### Task input ###

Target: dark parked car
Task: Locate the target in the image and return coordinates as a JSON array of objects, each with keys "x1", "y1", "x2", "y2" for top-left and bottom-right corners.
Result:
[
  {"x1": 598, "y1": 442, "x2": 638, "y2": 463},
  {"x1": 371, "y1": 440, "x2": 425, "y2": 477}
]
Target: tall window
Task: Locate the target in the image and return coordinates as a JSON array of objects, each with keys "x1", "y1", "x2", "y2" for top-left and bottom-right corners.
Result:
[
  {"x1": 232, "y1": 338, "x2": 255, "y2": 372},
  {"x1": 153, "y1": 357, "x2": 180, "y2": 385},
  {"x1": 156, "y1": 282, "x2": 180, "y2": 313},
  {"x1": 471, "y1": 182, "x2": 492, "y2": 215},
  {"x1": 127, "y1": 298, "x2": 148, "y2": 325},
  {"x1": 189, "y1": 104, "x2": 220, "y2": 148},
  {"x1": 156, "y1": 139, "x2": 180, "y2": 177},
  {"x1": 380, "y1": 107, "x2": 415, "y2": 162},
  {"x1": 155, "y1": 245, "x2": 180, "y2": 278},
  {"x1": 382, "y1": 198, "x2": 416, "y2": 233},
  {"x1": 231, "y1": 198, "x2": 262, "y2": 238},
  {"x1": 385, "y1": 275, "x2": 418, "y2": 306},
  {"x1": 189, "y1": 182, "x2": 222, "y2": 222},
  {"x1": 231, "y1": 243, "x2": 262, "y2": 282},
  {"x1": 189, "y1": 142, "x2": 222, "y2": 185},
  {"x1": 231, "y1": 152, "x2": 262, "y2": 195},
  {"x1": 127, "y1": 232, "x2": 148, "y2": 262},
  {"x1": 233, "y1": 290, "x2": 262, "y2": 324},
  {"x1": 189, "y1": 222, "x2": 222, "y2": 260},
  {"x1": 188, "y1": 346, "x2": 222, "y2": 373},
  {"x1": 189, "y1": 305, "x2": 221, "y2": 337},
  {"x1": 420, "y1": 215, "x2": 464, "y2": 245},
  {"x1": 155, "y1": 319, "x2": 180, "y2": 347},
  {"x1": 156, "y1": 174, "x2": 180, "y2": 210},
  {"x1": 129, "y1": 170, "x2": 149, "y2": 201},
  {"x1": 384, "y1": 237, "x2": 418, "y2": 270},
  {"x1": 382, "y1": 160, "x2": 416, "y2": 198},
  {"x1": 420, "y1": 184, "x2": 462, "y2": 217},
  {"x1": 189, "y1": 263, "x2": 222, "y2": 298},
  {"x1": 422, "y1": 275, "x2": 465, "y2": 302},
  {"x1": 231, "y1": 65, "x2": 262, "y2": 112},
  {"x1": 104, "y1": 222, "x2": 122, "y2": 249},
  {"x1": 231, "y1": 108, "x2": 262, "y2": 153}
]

###

## Problem
Please recast every line of the rows above as a Markdown table with two columns, Line No. and Text, numbering the lines in order and omitting any blank ones.

## Written response
| Line No. | Text |
|---|---|
| 1 | Target: dark parked car |
| 2 | Task: Locate the target in the image and return coordinates as a JSON array of objects, each with keys "x1", "y1", "x2", "y2" for top-left and bottom-right corners. |
| 3 | Result: |
| 4 | [ |
| 5 |   {"x1": 598, "y1": 442, "x2": 638, "y2": 463}, |
| 6 |   {"x1": 371, "y1": 440, "x2": 425, "y2": 477} |
| 7 | ] |
| 8 | Target: tall window |
| 9 | Task: Locate the target in the image and return coordinates as a JSON array of objects, each with keys "x1", "y1", "x2", "y2" for top-left and bottom-right corners. |
| 10 | Result: |
| 11 | [ |
| 12 |   {"x1": 232, "y1": 338, "x2": 255, "y2": 372}, |
| 13 |   {"x1": 153, "y1": 357, "x2": 180, "y2": 385}, |
| 14 |   {"x1": 156, "y1": 282, "x2": 180, "y2": 313}, |
| 15 |   {"x1": 471, "y1": 182, "x2": 492, "y2": 215}, |
| 16 |   {"x1": 127, "y1": 298, "x2": 148, "y2": 325}, |
| 17 |   {"x1": 189, "y1": 104, "x2": 220, "y2": 148}, |
| 18 |   {"x1": 156, "y1": 139, "x2": 180, "y2": 177}, |
| 19 |   {"x1": 380, "y1": 107, "x2": 415, "y2": 162}, |
| 20 |   {"x1": 155, "y1": 245, "x2": 180, "y2": 278}, |
| 21 |   {"x1": 382, "y1": 198, "x2": 416, "y2": 233}, |
| 22 |   {"x1": 231, "y1": 198, "x2": 262, "y2": 238}, |
| 23 |   {"x1": 385, "y1": 275, "x2": 418, "y2": 306}, |
| 24 |   {"x1": 189, "y1": 182, "x2": 222, "y2": 222}, |
| 25 |   {"x1": 231, "y1": 243, "x2": 262, "y2": 282}, |
| 26 |   {"x1": 189, "y1": 142, "x2": 222, "y2": 185}, |
| 27 |   {"x1": 231, "y1": 152, "x2": 262, "y2": 195}, |
| 28 |   {"x1": 127, "y1": 232, "x2": 148, "y2": 262}, |
| 29 |   {"x1": 233, "y1": 290, "x2": 262, "y2": 324}, |
| 30 |   {"x1": 189, "y1": 222, "x2": 222, "y2": 260}, |
| 31 |   {"x1": 188, "y1": 346, "x2": 222, "y2": 373}, |
| 32 |   {"x1": 189, "y1": 305, "x2": 221, "y2": 337}, |
| 33 |   {"x1": 420, "y1": 215, "x2": 464, "y2": 245}, |
| 34 |   {"x1": 155, "y1": 319, "x2": 180, "y2": 347}, |
| 35 |   {"x1": 156, "y1": 174, "x2": 180, "y2": 210}, |
| 36 |   {"x1": 129, "y1": 170, "x2": 149, "y2": 201}, |
| 37 |   {"x1": 384, "y1": 237, "x2": 418, "y2": 270}, |
| 38 |   {"x1": 382, "y1": 160, "x2": 416, "y2": 198}, |
| 39 |   {"x1": 420, "y1": 184, "x2": 462, "y2": 217}, |
| 40 |   {"x1": 189, "y1": 263, "x2": 222, "y2": 298}, |
| 41 |   {"x1": 422, "y1": 275, "x2": 465, "y2": 302}, |
| 42 |   {"x1": 231, "y1": 65, "x2": 262, "y2": 112}, |
| 43 |   {"x1": 104, "y1": 222, "x2": 122, "y2": 249}, |
| 44 |   {"x1": 231, "y1": 108, "x2": 262, "y2": 153} |
| 45 | ] |